In my model I have the following:

O = [0] # depot
N = [1,2,3,4,5,6,7] # deliveries
V = [0,1,2,3,4,5,6,7] # all nodes which must be visited
F = [8,9] # charging stations.
G = [0,1,2,3,4,5,6,7,8,9] # all the nodes

In addition I have a distance matrix with distances between all nodes. I also have demand in weight at every delivery point.

My current model looks like this:

m = Model('E-VRP')
x = m.addVars(G, G, vtype=GRB.BINARY)
lw = m.addVars(G, vtype=GRB.CONTINUOUS) # for calculating load weight
d = m.addVars(G, vtype=GRB.CONTINUOUS) # for calculating distance driven

m.setObjective(quicksum(distance[i,j]*x[i,j] for i in G for j in G if i!=j), GRB.MINIMIZE)

# Restrictions

m.addConstrs(quicksum(x[i,j] for j in V if j!=i)== 1 for i in N)  #1
m.addConstrs(quicksum(x[i,j] for i in V if i!=j)== 1 for j in N)  #2

m.addConstrs ((x[i,j]==1) >> (lw[i] + Dw[i] == lw[j])  #3
              for i in G for j in G if i!=0 if j!=0)
m.addConstrs (lw[i] >= Dw[i] for i in G);  #4 (Dw being demand in weight at delivery)
m.addConstrs (lw[i] <= Qw for i in G);     #5 (Qw being weight capacity of vehicle)

m.addConstrs ((x[i,j]==1) >> (d[i] + distance[i,j] == d[j])
              for i in G for j in G if j>0);   #6
m.addConstrs (d[i] <= Qr for i in G);          #7 (Qr being range restriction of vehicle)

• **What to work on**:
Reproduce the electric vehicle routing model text above in full, keeping every line, symbol, and comment unchanged.

• **Data excerpt**:
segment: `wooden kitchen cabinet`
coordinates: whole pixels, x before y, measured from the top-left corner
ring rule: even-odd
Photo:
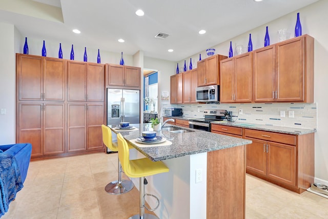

• **Answer to this task**:
In my model I have the following:

O = [0] # depot
N = [1,2,3,4,5,6,7] # deliveries
V = [0,1,2,3,4,5,6,7] # all nodes which must be visited
F = [8,9] # charging stations.
G = [0,1,2,3,4,5,6,7,8,9] # all the nodes

In addition I have a distance matrix with distances between all nodes. I also have demand in weight at every delivery point.

My current model looks like this:

m = Model('E-VRP')
x = m.addVars(G, G, vtype=GRB.BINARY)
lw = m.addVars(G, vtype=GRB.CONTINUOUS) # for calculating load weight
d = m.addVars(G, vtype=GRB.CONTINUOUS) # for calculating distance driven

m.setObjective(quicksum(distance[i,j]*x[i,j] for i in G for j in G if i!=j), GRB.MINIMIZE)

# Restrictions

m.addConstrs(quicksum(x[i,j] for j in V if j!=i)== 1 for i in N)  #1
m.addConstrs(quicksum(x[i,j] for i in V if i!=j)== 1 for j in N)  #2

m.addConstrs ((x[i,j]==1) >> (lw[i] + Dw[i] == lw[j])  #3
              for i in G for j in G if i!=0 if j!=0)
m.addConstrs (lw[i] >= Dw[i] for i in G);  #4 (Dw being demand in weight at delivery)
m.addConstrs (lw[i] <= Qw for i in G);     #5 (Qw being weight capacity of vehicle)

m.addConstrs ((x[i,j]==1) >> (d[i] + distance[i,j] == d[j])
              for i in G for j in G if j>0);   #6
m.addConstrs (d[i] <= Qr for i in G);          #7 (Qr being range restriction of vehicle)